*Texte source*
▬▬▬▬▬▬

Comment s’est fait le choix des faits réels (skins, FN, bloc identitaire) que l’on reconnait sur les 30 ans ? (lien récapitulatif en mini image , cliquez dessus pour qu’il soit lisible)
J’ai très vite décidé que les « faits réels » ne devaient pas prendre le pas sur le récit, c’est le parcours de mon personnage qui a décidé des faits choisis, pas l’inverse – sachant, en plus, que je voulais réécrire ces faits, ce n’est pas un documentaire, mais une fiction.
Si tu savais que ton film partirait de Touche pas à mon pote pour s’arrêter à la Manif pour tous, savais-tu dès le départ de l’écriture la fin qui attendait ton héros ?
De la même manière, j’ai eu dans la construction l’idée de la fin très vite, une espèce de « happy end » dramatique. Il se débarrasse de la violence et de la haine, oui, il devient quelqu’un d’autre, oui, mais tout ne va pas être simple pour lui, loin de là.
T’es-tu freiné, ou censuré à l’écriture, genre « cette scène ne passera pas auprès d’un producteur, ou d’un distributeur » ?
Non. Il n’y avait d’aucune manière chez moi l’envie de provoquer, d’être dans l’excès. Je voulais juste raconter cette histoire, l’histoire de cet homme, que je trouve exemplaire. Partir d’aussi loin dans la haine et la violence, et arriver à s’en débarrasser totalement est à mon sens une histoire exemplaire. Des parcours comme celui de Marco existent, et je trouvais important, aujourd’hui, dans ce climat si haineux, d’en mettre un en lumière.
Le journaliste Guy Birenbaum est remercié au générique de fin. On connait son travail sur le FN. L’as-tu consulté à ce sujet ?
C’est un ami, et je lui ai donc fait lire une des premières versions du scénario. Il a corrigé quelques détails historiques dans le texte. Comme il connaissait bien cette période, j’avais besoin de son adoubement. C’est un sujet sensible, je ne voulais pas laisser passer la moindre petite erreur.
Dès l’écriture, savais-tu que tu tournerais en plans-séquences ou cela se décide-t-il après ?
Non, dès l’écriture. Je voulais que l’on accompagne mon personnage dans une vingtaine de moments de sa vie, que l’on soit toujours avec lui, qu’on ne le quitte pas, comme une caméra embarquée, que l’on ressente ce qu’il ressent.
As-tu écrit le scénario en ayant un casting en tête ?

▬▬▬▬▬▬

Lignes du jeu de données

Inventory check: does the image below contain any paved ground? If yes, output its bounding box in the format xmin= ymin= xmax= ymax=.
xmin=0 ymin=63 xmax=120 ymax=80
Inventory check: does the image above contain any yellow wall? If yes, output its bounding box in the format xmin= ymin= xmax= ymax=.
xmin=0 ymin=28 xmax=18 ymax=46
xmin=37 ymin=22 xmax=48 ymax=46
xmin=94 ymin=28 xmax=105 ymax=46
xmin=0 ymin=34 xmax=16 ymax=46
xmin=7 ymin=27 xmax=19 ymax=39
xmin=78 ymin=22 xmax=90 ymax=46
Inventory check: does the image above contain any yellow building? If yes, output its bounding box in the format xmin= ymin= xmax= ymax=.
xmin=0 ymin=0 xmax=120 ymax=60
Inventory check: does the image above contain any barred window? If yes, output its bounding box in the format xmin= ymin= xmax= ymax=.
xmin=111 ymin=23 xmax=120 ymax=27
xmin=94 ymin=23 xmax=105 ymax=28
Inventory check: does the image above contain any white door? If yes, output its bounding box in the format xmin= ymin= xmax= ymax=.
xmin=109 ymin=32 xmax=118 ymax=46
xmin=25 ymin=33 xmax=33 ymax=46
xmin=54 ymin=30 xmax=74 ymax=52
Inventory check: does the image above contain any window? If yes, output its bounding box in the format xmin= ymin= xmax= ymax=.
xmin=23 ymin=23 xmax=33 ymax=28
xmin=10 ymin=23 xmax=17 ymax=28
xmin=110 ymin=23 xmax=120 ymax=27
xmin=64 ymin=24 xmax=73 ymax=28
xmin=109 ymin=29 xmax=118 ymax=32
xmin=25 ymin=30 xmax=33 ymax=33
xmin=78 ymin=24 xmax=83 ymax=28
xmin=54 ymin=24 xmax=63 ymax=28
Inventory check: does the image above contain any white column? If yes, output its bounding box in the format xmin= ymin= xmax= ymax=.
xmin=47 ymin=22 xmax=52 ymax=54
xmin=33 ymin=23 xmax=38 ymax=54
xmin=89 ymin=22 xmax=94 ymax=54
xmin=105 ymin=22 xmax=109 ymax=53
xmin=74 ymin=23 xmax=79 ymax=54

▬▬▬▬▬▬

*Problème à résoudre*
Prolongez s'il vous plaît l'entretien sur l'écriture du film à partir de l'endroit où il s'arrête. Ces enregistrements n'ont aucun lien avec l'entretien.

*La réponse*
Il y avait cette idée, dès le départ, de possiblement faire un film « sans vedette »,comme dans les films anglais que nous aimons beaucoup avec mon producteur Philippe Lioret – lequel d’ailleurs, et c’est très rare, m’a encouragé dans ce sens. Nous avons fait un grand casting, en voyant beaucoup de comédiens, et nous avons tout simplement pris ceux que je considérais comme les meilleurs pour les rôles, ceux qui correspondaient le mieux à ce que j’avais en tête en écrivant.
As-tu hésité à intervertir le casting entre Alban Lenoir et Paul Hamy ?
Pas vraiment, non. Mais c’est vrai que j’ai aussi fait passer les essais de Grand-Guy à Alban, cela fait partie, parfois, des étapes du casting. Il l’a moyen vécu, mais je savais déjà qu’il ferait Marco et Paul Grand-Guy.
Certains acteurs ont-ils eu peur du film ? ou ont-ils refusé le casting ?
Un seul. Qui a décliné après la première étape du casting. Je ne dirai évidemment pas qui. Mais c’est un choix que je respecte.
Où a eu lieu le tournage ?
A Paris, dans de nombreuses villes de banlieue parisienne, au Cirque de Navacelles, et en Guadeloupe, évidemment.
Est-ce toi qui cadres ?
Non. C’est mon chef opérateur, Philippe Guilbert, qui avait fait mon film précédent.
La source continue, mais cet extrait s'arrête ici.